◆ Records provided:

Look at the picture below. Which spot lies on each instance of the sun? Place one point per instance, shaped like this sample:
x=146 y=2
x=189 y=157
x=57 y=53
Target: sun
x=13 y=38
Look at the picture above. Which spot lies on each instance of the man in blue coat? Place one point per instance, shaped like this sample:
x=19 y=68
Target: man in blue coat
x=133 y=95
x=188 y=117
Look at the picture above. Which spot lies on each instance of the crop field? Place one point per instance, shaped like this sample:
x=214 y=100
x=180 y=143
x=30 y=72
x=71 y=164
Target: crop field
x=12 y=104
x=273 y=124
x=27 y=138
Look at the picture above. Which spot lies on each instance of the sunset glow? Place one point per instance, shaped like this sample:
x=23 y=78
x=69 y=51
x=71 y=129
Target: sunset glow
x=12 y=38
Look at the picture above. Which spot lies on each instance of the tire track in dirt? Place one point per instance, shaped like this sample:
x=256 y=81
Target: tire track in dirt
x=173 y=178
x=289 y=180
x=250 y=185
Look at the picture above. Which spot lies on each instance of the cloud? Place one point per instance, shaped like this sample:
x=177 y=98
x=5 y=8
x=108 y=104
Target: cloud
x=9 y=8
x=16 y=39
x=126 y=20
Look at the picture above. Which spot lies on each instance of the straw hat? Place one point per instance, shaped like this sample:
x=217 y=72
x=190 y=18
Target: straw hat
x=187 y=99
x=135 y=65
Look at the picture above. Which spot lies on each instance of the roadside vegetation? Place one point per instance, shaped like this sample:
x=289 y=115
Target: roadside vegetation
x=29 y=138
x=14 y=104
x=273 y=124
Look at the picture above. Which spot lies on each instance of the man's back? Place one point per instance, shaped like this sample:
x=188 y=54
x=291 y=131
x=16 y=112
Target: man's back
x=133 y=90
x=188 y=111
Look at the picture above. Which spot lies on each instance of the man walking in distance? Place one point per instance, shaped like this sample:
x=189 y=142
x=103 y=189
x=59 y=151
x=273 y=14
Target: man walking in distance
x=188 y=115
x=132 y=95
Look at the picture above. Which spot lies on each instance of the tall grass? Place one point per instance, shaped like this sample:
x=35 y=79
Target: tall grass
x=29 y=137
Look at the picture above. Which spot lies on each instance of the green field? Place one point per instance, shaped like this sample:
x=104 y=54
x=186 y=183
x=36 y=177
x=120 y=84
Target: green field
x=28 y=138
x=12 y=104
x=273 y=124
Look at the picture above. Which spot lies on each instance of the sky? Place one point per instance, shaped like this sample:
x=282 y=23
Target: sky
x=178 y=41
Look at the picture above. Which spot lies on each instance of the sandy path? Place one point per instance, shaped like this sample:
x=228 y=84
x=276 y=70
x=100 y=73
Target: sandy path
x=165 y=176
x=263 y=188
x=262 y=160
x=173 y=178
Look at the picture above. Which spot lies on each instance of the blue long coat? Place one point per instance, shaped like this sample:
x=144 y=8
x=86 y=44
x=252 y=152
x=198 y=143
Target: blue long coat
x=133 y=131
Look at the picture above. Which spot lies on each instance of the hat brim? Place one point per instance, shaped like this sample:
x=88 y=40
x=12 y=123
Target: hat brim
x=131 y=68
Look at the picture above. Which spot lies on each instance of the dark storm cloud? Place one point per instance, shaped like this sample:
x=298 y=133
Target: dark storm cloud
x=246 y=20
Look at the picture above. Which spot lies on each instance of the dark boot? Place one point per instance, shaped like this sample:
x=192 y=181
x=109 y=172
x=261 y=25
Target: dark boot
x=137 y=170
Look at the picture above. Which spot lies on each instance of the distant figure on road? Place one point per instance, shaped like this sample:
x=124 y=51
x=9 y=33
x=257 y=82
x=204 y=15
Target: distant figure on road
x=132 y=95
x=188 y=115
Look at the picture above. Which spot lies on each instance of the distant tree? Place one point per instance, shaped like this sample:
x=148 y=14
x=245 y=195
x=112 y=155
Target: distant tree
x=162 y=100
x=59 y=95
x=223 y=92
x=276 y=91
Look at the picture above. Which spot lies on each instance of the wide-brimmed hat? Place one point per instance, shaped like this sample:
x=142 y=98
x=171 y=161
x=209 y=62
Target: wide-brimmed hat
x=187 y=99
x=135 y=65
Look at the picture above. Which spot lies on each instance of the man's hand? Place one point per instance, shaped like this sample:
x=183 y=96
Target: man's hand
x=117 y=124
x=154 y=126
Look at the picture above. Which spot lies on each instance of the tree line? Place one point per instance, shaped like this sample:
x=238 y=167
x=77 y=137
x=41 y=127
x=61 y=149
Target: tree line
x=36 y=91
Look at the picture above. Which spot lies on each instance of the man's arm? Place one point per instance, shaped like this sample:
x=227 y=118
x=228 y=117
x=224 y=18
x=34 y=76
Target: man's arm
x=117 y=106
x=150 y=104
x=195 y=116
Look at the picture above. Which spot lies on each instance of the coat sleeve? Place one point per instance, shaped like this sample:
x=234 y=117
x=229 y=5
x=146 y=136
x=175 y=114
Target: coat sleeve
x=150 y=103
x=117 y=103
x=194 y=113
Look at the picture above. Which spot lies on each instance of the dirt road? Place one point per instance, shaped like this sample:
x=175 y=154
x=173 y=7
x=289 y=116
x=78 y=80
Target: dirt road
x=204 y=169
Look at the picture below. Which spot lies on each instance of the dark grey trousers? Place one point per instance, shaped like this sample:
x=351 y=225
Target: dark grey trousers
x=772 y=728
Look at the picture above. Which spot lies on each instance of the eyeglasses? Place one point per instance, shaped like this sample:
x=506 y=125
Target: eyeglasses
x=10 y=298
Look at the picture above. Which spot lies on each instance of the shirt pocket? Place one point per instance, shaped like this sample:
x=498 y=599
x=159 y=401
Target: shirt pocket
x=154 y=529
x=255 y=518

◆ Directions for this task:
Return the entries in full, keeping every line exactly as it is.

◆ Task response:
Look at the picture below. Which spot lies on each instance of the sun? Place one point per instance, shaped like this sample:
x=146 y=2
x=189 y=157
x=57 y=53
Target: sun
x=13 y=38
Look at the picture above. Which spot lies on each instance of the man in blue coat? Place one point per instance, shaped like this sample:
x=19 y=68
Target: man in blue coat
x=133 y=95
x=188 y=117
Look at the picture above. Which spot lies on each instance of the crop field? Place one point per instance, shaped like this sample:
x=214 y=100
x=180 y=143
x=30 y=72
x=71 y=164
Target: crop field
x=12 y=104
x=273 y=124
x=27 y=138
Look at the picture above. Which spot lies on each instance of the sunset glow? Place one point per instance, shaped like this sample:
x=23 y=78
x=69 y=51
x=71 y=129
Target: sunset glow
x=12 y=38
Look at the picture above. Which spot lies on each instance of the tire track in dirt? Place one point per instance, shaped like this sample:
x=256 y=81
Target: tire track in dirt
x=173 y=178
x=289 y=180
x=250 y=185
Look at the picture above. Which spot lies on each instance of the cloud? Place one point per instance, shaped like this sample:
x=177 y=98
x=5 y=8
x=108 y=104
Target: cloud
x=9 y=8
x=16 y=39
x=126 y=20
Look at the picture above. Which spot lies on each instance of the straw hat? Place one point per instance, shaped like this sample:
x=217 y=72
x=190 y=18
Target: straw hat
x=187 y=99
x=135 y=65
Look at the picture above. Which spot lies on each instance of the roadside vegetation? Place one point per instance, shaped like this sample:
x=289 y=115
Target: roadside vegetation
x=29 y=138
x=14 y=104
x=273 y=124
Look at the picture above. Which spot lies on each instance of the man's back? Place one point per instance, shaped like this sample:
x=188 y=54
x=291 y=131
x=16 y=112
Target: man's back
x=133 y=90
x=188 y=111
Look at the picture above. Which spot lies on each instance of the man walking in distance? Place one point per instance, shaped like this sample:
x=189 y=142
x=103 y=189
x=59 y=151
x=273 y=14
Target: man walking in distance
x=188 y=115
x=132 y=95
Look at the picture above. Which spot lies on each instance of the tall grass? Place one point per instance, shaped like this sample:
x=35 y=79
Target: tall grass
x=29 y=137
Look at the picture above. Which spot lies on each instance of the green field? Place one point per instance, shaped like this sample:
x=104 y=54
x=186 y=183
x=36 y=177
x=120 y=84
Target: green field
x=28 y=138
x=12 y=104
x=273 y=124
Look at the picture above. Which spot lies on each instance of the sky? Place one point per instance, shaped like this sample:
x=282 y=23
Target: sky
x=178 y=41
Look at the picture above. Which spot lies on each instance of the sandy path? Place one point per instance, shaped like this sample:
x=228 y=84
x=276 y=70
x=100 y=73
Target: sandy path
x=165 y=176
x=263 y=188
x=262 y=160
x=173 y=178
Look at the picture above. Which spot lies on each instance of the blue long coat? Place one point per instance, shaped like this sample:
x=144 y=8
x=86 y=44
x=252 y=152
x=198 y=143
Target: blue long coat
x=133 y=131
Look at the picture above. Which spot lies on each instance of the hat brim? Place one point per instance, shaped like this sample:
x=88 y=40
x=12 y=123
Target: hat brim
x=131 y=68
Look at the picture above. Which spot lies on each instance of the dark storm cloud? Place one point per instance, shaped like this sample:
x=298 y=133
Target: dark storm cloud
x=246 y=20
Look at the picture above. Which spot lies on each instance of the dark boot? Place one point per instance, shaped like this sample:
x=192 y=181
x=109 y=172
x=261 y=25
Target: dark boot
x=137 y=170
Look at the picture above. Which spot lies on each instance of the distant figure on road? Place one point per instance, shaped like this sample:
x=124 y=51
x=9 y=33
x=257 y=82
x=204 y=15
Target: distant figure on road
x=132 y=95
x=188 y=115
Look at the picture above. Which spot lies on each instance of the distant tree? Place one point per instance, shaped like this sample:
x=148 y=14
x=245 y=195
x=112 y=155
Target: distant tree
x=162 y=100
x=59 y=95
x=223 y=92
x=276 y=91
Look at the picture above. Which spot lies on each instance of the wide-brimmed hat? Place one point per instance, shaped like this sample:
x=142 y=98
x=171 y=161
x=209 y=62
Target: wide-brimmed hat
x=187 y=99
x=135 y=65
Look at the picture above. Which spot lies on each instance of the man's hand? Place one point per instance, shaped like this sample:
x=183 y=96
Target: man's hand
x=117 y=124
x=154 y=126
Look at the picture above. Which spot lies on each instance of the tree line? Place one point per instance, shaped like this sample:
x=238 y=167
x=77 y=137
x=41 y=127
x=61 y=149
Target: tree line
x=36 y=91
Look at the picture above. Which spot lies on each instance of the man's arm? Place one point per instance, shaped like this sample:
x=227 y=118
x=228 y=117
x=224 y=18
x=34 y=76
Target: man's arm
x=117 y=106
x=150 y=104
x=195 y=116
Look at the picture above. Which spot lies on each instance of the coat sleeve? Place one point per instance, shaped like this sample:
x=234 y=117
x=229 y=5
x=146 y=136
x=175 y=114
Target: coat sleeve
x=150 y=103
x=117 y=103
x=194 y=113
Look at the picture above. Which spot lies on each instance of the dirt road? Place one point per instance, shaped like this sample:
x=175 y=154
x=173 y=7
x=289 y=116
x=78 y=80
Target: dirt road
x=204 y=169
Look at the picture below. Which spot lies on each instance of the dark grey trousers? Place one point per instance, shaped like this sample:
x=351 y=225
Target: dark grey trousers
x=772 y=728
Look at the picture above. Which spot lies on each instance of the eyeglasses? Place one point per instance, shaped like this sample:
x=506 y=125
Target: eyeglasses
x=10 y=298
Look at the picture above. Which spot lies on each instance of the shirt pocket? Place one point per instance, shaped like this sample:
x=498 y=599
x=159 y=401
Target: shirt pocket
x=154 y=529
x=255 y=518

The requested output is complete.